- Kutipan Teks:
========

Nabi adalah sosok insan kamil atau sempurna yang terjaga dan terlepas dari segala yang berakibat mengerjakan perkara dosa atau maksiat, sehingga dapat menurunkan derajatnya sebagai seorang nabi. Setiap tindak-langkahnya menjadi uswah atau panutan bagi segenap umatnya.
Tidak seperti status atau gelar pada umumnya- yang mungkin dapat diperoleh asal ada kemauan, usaha dan konsistensi yang tinggi- predikat nabi murni merupakan fadhal atau anugrah yang Allah berikan kepada hamba pilihannya. Artinya, semua ini merupakan di antara bukti betapa tingginya kedudukan seorang nabi di hadapan Tuhannya.
Para ulama sepakat bahwa kedudukan para nabi adalah yang paling tinggi daripada makhluk lain, selain malaikat. Untuk kedudukan antara para nabi dan malaikat, ulama berselisih pendapat menjadi dua kelompok; ada yang mengatakan lebih utama nabi dari malaikat, dan ada yang berpendapat sebaliknya.
Kelompok Pertama
Menurut mayoritas ulama asyairah -pendapat ini juga diamini oleh kelompok syiah-, kedudukan para nabi tetap lebih tinggi dibandingkan malaikat sekalipun(Fathul Qarib al-Majid fi Syarh Juhratut Tauhid Hlm.201). Adapun sumber pandangan kelompok ini merujuk pada surah al-Baqarah ayat 34:
وَاِذْ قُلْنَا لِلْمَلٰۤىِٕكَةِ اسْجُدُوْا لِاٰدَمَ فَسَجَدُوْٓا اِلَّآ اِبْلِيْسَۗ اَبٰى وَاسْتَكْبَرَۖ وَكَانَ مِنَ الْكٰفِرِيْنَ
“Ketika Kami mengucapkan pada para malaikat, ‘Bersujudlah pada Nabi Adam.’ Maka mereka semua bersujud kecuali iblis. Ia menolak dan menyombongkan diri. Ia termasuk orang kafir.” (QS. Al-Baqarah [2]: 34)

========

- Tugas Latihan A:
Jawablah pertanyaan berikut berdasarkan teks tentang kedudukan nabi.
(i) Apa padanan kata "uswah" dalam teks itu?
(ii) Selain makhluk apa kedudukan para nabi disepakati paling tinggi?
(iii) Surah dan ayat mana yang menjadi rujukan kelompok pertama?
- Tugas Latihan B: Menurut teks tentang kedudukan nabi, apa saja yang membuat status atau gelar pada umumnya mungkin diperoleh? Sebutkan semuanya.
- Tugas Latihan C: Teruskan teks tentang kedudukan nabi mulai setelah kalimat terakhirnya.

- Materi yang Diberikan:
========

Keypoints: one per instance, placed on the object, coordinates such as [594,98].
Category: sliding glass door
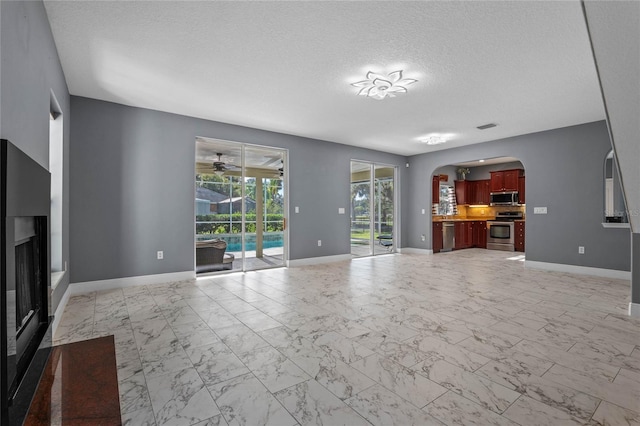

========

- Hasil Tugas A:
(i) Panutan.
(ii) Malaikat.
(iii) Surah al-Baqarah ayat 34.

- Hasil Tugas B: Kemauan, usaha, dan konsistensi yang tinggi.

- Hasil Tugas C:
Ayat tersebut dibuat argumen oleh para ulama bahwa nabi lebih mulia daripada malaikat, sehingga Allah memerintah malaikat untuk sujud pada Nabi Adam.
Kelompok Kedua
Ulama lain menyatakan bahwa malaikat lebih utama daripada nabi. Salah satunya adalah Abu Abdillah al-Halimi; salah satu ulama Fikih mazhab Syafii, sekelompok dari golongan Asyairah, dan juga Muktazilah (Hidayatul-Murid li Jauhratit-Tauhid hlm. 247). Landasan mereka adalah beberapa ayat berikut:
وَمَنْ عِنْدَه لَا يَسْتَكْبِرُوْنَ عَنْ عِبَادَتِه وَلَا يَسْتَحْسِرُوْنَ
“Dan (malaikat-malaikat) yang di sisi-Nya, tidak mempunyai rasa angkuh untuk menyembah-Nya dan tidak (pula) merasa letih.” (QS. Al-Anbiya’ [21]: 19)
يُسَبِّحُوْنَ الَّيْلَ وَالنَّهَارَ لَا يَفْتُرُوْنَ
“Mereka (malaikat-malaikat) bertasbih tidak henti-hentinya malam dan siang.” (QS. Al-Anbiya’ [21]: 19)
وَّالْمَلٰۤىِٕكَةُ وَهُمْ لَا يَسْتَكْبِرُوْنَ
“Dan (juga) para malaikat, dan mereka (malaikat) tidak menyombongkan diri.” (QS. An-Nahl [16]: 49)
يَخَافُوْنَ رَبَّهُمْ مِّنْ فَوْقِهِمْ وَيَفْعَلُوْنَ مَا يُؤْمَرُوْنَ
“Mereka takut kepada Tuhan yang (berkuasa) di atas mereka dan melaksanakan apa yang diperintahkan (kepada mereka).” (QS. An-Nahl [16]: 50)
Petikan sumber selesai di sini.